=== Consigne 1 ===
Extrayez du texte sur les paysans violonistes de Then le passage qui commence par « Ces paysans de » et se poursuit jusqu'à « leur front. ».
:: Texte extrait ::
Ces paysans de Then sur le fil d’un archet
"Au
petit matin, le midi, le soir, même pendant les pauses que concèdent
parfois les durs travaux des champs, nous nous rassemblons, accroupis,
au pied d’un arbre, dans la cour de la maison commune ou sur les pentes
de la digue, pour jouer du violon ou nous enseigner mutuellement les
techniques ou de nouveaux airs", a fait savoir Nguyên Quang Khoa.
Le
village qui compte actuellement plus de 40 violons et une centaine de
violonistes, s’offre le luxe d’avoir son propre orchestre, composé de
ses meilleurs paysans violonistes. De ses toits résonnent des mélodies
savantes jouées par des paysans qui gagnent leur pain à la sueur de
leur front.
"Je me souviens qu’on a découvert le violon
en écoutant la radio "La Voix du Vietnam". Les mélodies nous avaient
beaucoup plu. On avait alors décidé de faire le voyage à Hanoi pour
acheter un violon. Puis on se mettait à tirer des mélodies. Vieux et
jeunes se prenaient de passion pour cet instrument qu’ils avaient
acquis l’un après l’autre. Dès 1956, Then était surnommé le "village de
violonistes", se souvient le septuagénaire Nguyên Huu Dua.
:::
:: Données fournies ::
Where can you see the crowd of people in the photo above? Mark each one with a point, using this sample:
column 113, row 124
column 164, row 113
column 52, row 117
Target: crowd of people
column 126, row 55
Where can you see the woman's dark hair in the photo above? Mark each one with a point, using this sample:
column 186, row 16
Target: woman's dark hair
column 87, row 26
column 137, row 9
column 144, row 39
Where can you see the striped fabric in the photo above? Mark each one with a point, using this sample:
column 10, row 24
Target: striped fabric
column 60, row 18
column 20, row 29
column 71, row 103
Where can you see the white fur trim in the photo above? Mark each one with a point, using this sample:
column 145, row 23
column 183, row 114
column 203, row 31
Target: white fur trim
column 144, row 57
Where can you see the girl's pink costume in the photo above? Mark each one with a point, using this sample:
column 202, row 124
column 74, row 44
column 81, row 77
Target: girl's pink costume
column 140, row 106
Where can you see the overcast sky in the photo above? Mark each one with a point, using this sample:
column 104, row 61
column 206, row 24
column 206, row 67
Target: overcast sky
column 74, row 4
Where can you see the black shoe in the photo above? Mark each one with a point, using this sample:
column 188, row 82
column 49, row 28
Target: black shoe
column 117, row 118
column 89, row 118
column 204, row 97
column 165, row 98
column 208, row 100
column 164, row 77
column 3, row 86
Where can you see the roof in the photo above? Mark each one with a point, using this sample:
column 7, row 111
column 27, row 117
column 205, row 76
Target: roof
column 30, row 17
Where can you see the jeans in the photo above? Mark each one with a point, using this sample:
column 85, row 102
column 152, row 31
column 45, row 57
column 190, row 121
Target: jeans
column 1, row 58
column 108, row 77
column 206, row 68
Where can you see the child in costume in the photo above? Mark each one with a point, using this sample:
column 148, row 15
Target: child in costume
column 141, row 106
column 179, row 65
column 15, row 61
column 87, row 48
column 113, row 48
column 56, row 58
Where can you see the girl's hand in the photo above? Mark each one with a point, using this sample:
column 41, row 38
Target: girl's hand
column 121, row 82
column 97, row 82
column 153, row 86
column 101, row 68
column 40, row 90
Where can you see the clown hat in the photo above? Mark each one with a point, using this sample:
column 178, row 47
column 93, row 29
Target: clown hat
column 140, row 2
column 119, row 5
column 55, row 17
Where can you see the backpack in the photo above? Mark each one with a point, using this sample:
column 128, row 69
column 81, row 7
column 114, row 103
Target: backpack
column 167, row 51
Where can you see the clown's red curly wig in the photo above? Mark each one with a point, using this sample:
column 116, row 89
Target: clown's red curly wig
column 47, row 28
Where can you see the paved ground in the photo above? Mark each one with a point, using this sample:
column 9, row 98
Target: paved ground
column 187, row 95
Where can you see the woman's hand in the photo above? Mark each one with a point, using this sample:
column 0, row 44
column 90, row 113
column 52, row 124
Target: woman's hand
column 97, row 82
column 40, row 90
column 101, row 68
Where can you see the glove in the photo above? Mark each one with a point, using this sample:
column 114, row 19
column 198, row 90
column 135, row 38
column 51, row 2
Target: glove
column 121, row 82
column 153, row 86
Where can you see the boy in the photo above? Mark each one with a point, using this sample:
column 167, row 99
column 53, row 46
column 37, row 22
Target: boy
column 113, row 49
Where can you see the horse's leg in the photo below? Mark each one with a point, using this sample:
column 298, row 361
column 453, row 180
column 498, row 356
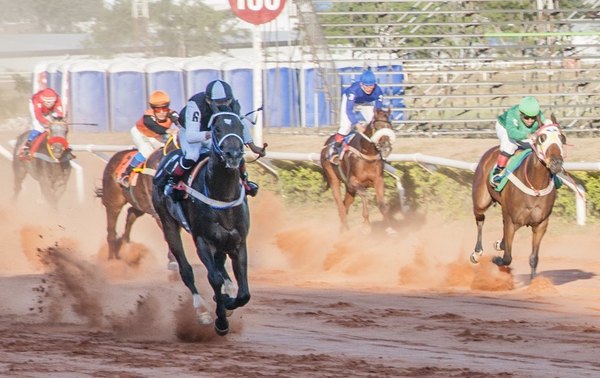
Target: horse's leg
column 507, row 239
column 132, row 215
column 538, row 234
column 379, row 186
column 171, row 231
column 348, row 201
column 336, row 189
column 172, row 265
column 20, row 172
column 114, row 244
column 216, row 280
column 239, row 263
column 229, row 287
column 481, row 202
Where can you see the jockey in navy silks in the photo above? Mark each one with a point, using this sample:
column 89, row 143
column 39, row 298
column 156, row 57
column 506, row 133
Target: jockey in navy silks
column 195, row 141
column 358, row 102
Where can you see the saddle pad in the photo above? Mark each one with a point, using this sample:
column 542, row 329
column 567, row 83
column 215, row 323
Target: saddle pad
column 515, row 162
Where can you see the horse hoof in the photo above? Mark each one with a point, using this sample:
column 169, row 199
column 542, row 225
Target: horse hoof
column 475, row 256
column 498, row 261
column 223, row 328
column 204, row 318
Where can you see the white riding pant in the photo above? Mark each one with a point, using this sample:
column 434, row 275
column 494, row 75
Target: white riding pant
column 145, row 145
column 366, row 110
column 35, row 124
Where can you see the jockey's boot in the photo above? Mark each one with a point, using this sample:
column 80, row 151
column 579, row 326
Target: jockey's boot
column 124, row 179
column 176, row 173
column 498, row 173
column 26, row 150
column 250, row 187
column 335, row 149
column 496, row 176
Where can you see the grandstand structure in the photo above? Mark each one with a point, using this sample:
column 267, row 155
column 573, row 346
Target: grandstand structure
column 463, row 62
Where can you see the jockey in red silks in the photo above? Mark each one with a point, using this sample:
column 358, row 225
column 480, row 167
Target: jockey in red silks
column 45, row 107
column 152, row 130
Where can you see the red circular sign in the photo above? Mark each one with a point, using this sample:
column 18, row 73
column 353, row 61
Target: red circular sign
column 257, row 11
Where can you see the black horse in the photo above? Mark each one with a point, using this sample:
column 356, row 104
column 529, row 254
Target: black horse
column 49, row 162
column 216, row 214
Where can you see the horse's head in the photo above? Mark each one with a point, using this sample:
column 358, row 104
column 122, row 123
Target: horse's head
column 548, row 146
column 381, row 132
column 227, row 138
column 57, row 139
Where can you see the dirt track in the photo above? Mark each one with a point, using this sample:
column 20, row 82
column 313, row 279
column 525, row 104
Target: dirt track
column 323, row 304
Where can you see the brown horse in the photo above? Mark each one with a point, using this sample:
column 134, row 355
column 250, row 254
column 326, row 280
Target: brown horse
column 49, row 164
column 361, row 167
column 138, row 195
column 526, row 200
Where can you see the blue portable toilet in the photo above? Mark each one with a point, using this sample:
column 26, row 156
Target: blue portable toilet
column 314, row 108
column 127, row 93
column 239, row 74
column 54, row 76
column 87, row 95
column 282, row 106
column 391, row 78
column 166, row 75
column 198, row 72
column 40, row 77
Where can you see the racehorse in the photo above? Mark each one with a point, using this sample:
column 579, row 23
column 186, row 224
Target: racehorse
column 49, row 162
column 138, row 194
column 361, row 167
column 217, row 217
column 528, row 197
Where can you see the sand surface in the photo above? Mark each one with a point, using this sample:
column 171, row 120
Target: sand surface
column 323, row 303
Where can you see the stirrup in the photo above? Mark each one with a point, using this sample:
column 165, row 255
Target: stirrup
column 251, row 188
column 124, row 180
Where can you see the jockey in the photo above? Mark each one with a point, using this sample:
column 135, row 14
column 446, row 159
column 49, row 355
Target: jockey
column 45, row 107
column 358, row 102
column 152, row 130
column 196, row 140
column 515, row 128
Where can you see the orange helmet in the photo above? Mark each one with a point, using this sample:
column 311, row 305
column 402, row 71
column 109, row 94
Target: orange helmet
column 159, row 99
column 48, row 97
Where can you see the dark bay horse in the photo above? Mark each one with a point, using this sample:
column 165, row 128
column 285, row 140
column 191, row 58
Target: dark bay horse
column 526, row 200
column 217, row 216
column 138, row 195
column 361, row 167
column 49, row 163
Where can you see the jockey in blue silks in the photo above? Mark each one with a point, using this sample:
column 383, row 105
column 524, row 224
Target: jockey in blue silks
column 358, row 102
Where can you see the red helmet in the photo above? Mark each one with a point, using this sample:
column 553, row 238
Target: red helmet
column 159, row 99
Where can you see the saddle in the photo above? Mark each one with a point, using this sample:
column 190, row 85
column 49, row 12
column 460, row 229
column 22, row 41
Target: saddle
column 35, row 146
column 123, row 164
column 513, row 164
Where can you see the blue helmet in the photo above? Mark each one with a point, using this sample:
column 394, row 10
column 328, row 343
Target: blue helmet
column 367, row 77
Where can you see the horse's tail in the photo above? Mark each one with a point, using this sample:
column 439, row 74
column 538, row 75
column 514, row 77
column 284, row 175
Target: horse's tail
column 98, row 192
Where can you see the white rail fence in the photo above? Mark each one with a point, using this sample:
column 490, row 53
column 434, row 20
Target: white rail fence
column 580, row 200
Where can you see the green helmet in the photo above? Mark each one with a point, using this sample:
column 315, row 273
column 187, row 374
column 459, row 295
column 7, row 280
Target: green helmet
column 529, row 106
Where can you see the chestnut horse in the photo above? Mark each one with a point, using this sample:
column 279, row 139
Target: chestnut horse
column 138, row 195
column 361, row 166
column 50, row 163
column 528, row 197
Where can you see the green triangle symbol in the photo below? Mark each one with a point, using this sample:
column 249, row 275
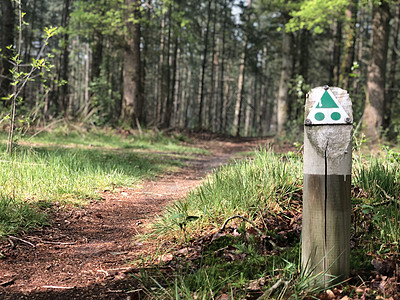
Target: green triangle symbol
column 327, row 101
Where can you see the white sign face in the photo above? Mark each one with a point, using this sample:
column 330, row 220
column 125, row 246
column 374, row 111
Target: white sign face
:::
=== Consigne 2 ===
Disposez en tableau Markdown, avec les colonnes « Numéro » et « Ligne d'enregistrement », les seules lignes des enregistrements qui vont de la ligne contenant « Where can you see the red circular » jusqu'à celle contenant « column 216, row 214 », ces deux lignes comprises. Omettez les lignes vides.

=== Corrigé rédigé 1 ===
Ces paysans de Then sur le fil d’un archet
"Au
petit matin, le midi, le soir, même pendant les pauses que concèdent
parfois les durs travaux des champs, nous nous rassemblons, accroupis,
au pied d’un arbre, dans la cour de la maison commune ou sur les pentes
de la digue, pour jouer du violon ou nous enseigner mutuellement les
techniques ou de nouveaux airs", a fait savoir Nguyên Quang Khoa.
Le
village qui compte actuellement plus de 40 violons et une centaine de
violonistes, s’offre le luxe d’avoir son propre orchestre, composé de
ses meilleurs paysans violonistes. De ses toits résonnent des mélodies
savantes jouées par des paysans qui gagnent leur pain à la sueur de
leur front.

=== Corrigé rédigé 2 ===
| Numéro | Ligne d'enregistrement |
|---|---|
| 1 | Where can you see the red circular sign in the photo above? Mark each one with a point, using this sample: |
| 2 | column 18, row 73 |
| 3 | column 353, row 61 |
| 4 | Target: red circular sign |
| 5 | column 257, row 11 |
| 6 | Where can you see the black horse in the photo above? Mark each one with a point, using this sample: |
| 7 | column 356, row 104 |
| 8 | column 529, row 254 |
| 9 | Target: black horse |
| 10 | column 49, row 162 |
| 11 | column 216, row 214 |